Text section.

________________________________________

The simplest approach for most visitors is OMNY — the contactless payment system that lets you tap a credit card, debit card, or phone to enter the subway. No card to buy, no balance to load. You tap the same card or device each time, and if you take multiple rides within a week, the system automatically caps your fare at a weekly limit once you hit it. Check the MTA website for current fares and weekly cap details before your visit.

The main practical rule for event groups: every rider needs their own tap or their own fare payment. One person cannot swipe or tap for a group at the same turnstile. Have everyone ready with payment before approaching the turnstile — the worst place to search for a card or unlock your phone is while five people are behind you in a pre-show rush.

MetroCard machines still exist at many stations if you prefer a physical card, though the system is transitioning toward OMNY. Verify current availability and accepted payment methods from the MTA if you have specific needs.


Accessibility: What to Know Before You Commit to the Subway

Not every NYC subway station or route is step-free. Elevator availability changes based on maintenance, and some lines and station combinations have no elevator access at all. Visitors who need step-free access should not assume the subway is the right option without first verifying the specific route from MTA accessibility resources.

Even at accessible stations, large subway hubs can involve long underground walks between platform and exit. “Accessible” does not always mean “easy.” If mobility matters for your group — including strollers for young children — check the specific route on the MTA website before committing, and keep a rideshare option as backup.

Some venues are more practically accessible by taxi or rideshare than by subway regardless of official accessibility status, particularly for visitors with limited stamina for long walks through transit hubs. Plan based on your group’s actual needs, not on what is technically possible.


Subway Safety and Comfort for Event Visitors

The NYC subway is used by millions of people every day and is a practical, normal way to get around the city. For event visitors, the most useful safety posture is awareness rather than anxiety. Know your route before entering the station. Keep your phone, wallet, and bag secure in crowded cars and on platforms. Stand back from the platform edge, especially in crowded stations. Travel with your group rather than splitting up.

________________________________________

Given material.

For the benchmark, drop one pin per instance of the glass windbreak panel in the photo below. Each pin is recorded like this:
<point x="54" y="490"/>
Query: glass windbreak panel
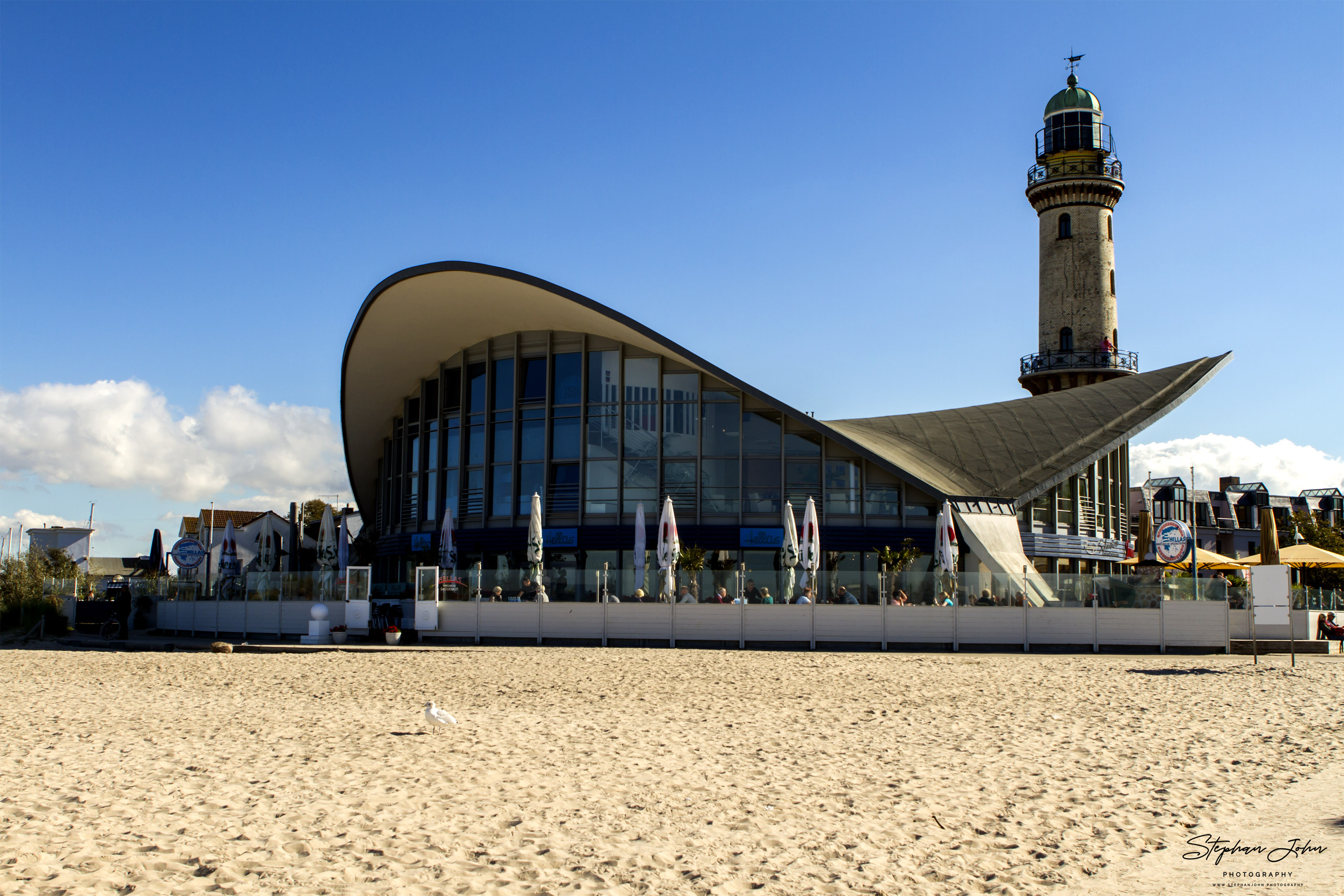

________________________________________

What you will do.
1. Name the concrete safety steps for event visitors in the subway guide's "Subway Safety and Comfort for Event Visitors" section.
2. Pick up the guide to riding the NYC subway to events after its final sentence and keep writing.

Expected responses.
1.
- Know your route before entering the station.
- Keep your phone, wallet, and bag secure in crowded cars and on platforms.
- Stand back from the platform edge, especially in crowded stations.
- Travel with your group rather than splitting up.

2.
Late at night, stick to cars with other passengers rather than isolated empty cars. Wait in well-lit, populated areas on the platform. For shows that end after midnight in less-familiar neighborhoods, rideshare is a reasonable alternative to a subway route you are not confident navigating in the dark. There is no rule that says the subway is always the answer — use it when it works and choose something else when it does not.

Event-night subway crowds after major concerts and games can feel intense but are usually well-managed. Follow the general flow of the crowd after large events, which tends to self-organize. The most stressful moments are usually the first five minutes outside a venue exit — this is the same time the rideshare surge is worst and the station entrance is most crowded. Waiting it out for a few minutes helps on all fronts.


Common Subway Mistakes NYC Event Visitors Make

Assuming the closest station is the best station

The technically closest station can have the worst exit, the most crowded platform, or put you on the wrong side of the street. A station one block further with a clean exit and calm sidewalk is often the better choice.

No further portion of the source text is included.